Dataset records
** start **

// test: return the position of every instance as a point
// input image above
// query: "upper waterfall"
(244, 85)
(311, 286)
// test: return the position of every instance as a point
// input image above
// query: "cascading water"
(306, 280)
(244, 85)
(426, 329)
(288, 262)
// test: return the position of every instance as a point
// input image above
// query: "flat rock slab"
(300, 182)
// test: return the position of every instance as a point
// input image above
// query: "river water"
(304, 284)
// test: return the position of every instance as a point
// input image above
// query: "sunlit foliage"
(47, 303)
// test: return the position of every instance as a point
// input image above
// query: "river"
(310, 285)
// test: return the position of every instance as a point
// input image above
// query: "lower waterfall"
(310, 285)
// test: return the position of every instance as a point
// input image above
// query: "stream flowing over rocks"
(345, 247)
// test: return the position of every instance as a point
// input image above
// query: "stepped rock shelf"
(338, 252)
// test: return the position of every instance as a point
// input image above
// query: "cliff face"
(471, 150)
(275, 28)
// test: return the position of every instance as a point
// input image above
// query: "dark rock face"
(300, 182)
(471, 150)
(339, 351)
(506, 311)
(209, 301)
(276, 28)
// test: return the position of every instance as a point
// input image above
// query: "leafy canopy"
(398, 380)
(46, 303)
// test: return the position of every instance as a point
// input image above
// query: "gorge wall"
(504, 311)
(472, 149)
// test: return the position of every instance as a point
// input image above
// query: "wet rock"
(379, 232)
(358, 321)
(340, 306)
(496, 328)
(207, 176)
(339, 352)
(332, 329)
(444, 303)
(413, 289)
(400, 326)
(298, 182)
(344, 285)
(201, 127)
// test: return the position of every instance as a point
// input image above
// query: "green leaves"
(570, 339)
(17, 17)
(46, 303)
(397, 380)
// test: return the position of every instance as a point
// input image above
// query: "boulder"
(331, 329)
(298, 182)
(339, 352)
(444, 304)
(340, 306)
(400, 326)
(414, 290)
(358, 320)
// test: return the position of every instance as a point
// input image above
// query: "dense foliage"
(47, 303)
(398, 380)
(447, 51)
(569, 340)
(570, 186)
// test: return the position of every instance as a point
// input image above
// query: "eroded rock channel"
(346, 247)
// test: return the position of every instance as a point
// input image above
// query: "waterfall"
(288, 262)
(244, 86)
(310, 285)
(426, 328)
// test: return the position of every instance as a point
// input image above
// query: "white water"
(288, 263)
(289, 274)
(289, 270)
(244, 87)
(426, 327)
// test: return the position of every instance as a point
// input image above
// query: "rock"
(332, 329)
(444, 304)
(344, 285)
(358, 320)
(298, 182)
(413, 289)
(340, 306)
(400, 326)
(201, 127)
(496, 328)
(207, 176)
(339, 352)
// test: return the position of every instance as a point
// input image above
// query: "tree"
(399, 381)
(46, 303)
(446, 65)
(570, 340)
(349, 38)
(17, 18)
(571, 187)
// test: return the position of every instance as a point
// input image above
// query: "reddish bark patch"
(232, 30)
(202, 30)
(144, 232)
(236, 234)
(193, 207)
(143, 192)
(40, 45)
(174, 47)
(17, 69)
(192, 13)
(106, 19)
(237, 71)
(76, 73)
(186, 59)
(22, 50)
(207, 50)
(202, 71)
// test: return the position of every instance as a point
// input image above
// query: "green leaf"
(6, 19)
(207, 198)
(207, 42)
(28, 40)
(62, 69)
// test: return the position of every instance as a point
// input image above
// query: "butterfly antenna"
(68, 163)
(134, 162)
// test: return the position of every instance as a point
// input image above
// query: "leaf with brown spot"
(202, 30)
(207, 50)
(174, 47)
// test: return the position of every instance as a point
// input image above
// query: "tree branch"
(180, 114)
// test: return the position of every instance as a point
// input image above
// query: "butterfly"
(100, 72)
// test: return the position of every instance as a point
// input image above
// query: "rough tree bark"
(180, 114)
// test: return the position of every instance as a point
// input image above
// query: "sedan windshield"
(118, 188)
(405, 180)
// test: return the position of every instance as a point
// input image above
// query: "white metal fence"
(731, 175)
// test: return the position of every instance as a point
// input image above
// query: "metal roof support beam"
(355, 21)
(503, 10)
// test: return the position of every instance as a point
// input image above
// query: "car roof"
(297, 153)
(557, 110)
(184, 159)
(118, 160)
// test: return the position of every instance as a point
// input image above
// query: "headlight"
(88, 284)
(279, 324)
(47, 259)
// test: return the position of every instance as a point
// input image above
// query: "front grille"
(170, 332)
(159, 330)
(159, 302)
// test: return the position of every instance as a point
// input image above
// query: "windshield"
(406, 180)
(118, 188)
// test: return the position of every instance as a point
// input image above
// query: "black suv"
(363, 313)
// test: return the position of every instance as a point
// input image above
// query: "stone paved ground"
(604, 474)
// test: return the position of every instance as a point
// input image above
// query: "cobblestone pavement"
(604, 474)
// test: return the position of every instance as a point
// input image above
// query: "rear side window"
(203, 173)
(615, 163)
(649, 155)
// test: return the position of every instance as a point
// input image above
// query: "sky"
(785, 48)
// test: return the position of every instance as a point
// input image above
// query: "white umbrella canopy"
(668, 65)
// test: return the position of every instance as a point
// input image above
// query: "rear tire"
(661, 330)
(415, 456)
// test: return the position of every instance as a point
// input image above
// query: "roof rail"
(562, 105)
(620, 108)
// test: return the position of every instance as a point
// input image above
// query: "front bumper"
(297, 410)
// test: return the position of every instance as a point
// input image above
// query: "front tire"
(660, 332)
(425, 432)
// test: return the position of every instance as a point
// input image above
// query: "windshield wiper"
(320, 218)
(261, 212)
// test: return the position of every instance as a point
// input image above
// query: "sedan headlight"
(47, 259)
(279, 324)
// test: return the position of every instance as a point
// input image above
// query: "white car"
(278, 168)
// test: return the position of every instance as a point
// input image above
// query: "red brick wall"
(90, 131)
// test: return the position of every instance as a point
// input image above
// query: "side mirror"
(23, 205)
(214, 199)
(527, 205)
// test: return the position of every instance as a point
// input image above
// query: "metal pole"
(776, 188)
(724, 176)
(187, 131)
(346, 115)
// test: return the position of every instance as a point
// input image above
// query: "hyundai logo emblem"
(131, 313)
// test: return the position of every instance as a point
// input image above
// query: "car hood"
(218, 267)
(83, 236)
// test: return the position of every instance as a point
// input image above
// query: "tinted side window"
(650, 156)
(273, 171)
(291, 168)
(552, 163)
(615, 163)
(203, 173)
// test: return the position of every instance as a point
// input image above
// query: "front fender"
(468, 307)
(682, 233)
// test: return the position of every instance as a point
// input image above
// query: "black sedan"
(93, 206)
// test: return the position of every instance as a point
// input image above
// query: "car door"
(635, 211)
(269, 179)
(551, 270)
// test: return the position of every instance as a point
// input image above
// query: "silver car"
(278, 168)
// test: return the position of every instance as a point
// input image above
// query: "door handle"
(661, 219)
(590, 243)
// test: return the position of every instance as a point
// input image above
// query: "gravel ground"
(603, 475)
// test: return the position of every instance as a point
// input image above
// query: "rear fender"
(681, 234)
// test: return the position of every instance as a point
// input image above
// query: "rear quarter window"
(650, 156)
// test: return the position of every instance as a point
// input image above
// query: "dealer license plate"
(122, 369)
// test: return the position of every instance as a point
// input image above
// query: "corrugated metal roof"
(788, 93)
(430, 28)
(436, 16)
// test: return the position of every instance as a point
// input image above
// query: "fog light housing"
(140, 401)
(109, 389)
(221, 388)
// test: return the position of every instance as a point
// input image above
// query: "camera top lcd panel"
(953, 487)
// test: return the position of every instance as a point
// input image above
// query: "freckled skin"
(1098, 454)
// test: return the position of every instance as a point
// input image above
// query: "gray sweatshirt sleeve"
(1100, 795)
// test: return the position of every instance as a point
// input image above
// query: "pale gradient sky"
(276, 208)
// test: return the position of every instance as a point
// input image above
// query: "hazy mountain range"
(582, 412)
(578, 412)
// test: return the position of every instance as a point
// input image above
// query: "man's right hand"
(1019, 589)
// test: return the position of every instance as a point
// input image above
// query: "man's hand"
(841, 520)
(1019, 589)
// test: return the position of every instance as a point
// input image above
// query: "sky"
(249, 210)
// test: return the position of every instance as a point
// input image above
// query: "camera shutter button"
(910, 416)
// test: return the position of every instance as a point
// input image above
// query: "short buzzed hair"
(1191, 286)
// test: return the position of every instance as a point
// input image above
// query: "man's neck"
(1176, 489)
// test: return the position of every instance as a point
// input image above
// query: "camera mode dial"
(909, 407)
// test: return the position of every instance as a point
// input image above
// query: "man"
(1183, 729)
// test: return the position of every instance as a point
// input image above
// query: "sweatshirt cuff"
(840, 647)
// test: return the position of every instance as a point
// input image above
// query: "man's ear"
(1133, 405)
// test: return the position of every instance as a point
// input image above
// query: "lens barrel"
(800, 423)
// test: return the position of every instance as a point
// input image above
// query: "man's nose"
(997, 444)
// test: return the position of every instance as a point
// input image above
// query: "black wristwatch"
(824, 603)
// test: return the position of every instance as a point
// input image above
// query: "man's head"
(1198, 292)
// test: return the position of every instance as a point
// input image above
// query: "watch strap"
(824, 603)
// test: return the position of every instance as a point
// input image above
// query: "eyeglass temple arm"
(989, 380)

** end **

Given instruction
Report each line of the listing above that contains the word "bark", copying every such line in full.

Output for this task
// query: "reddish bark patch"
// query: "rough tree bark"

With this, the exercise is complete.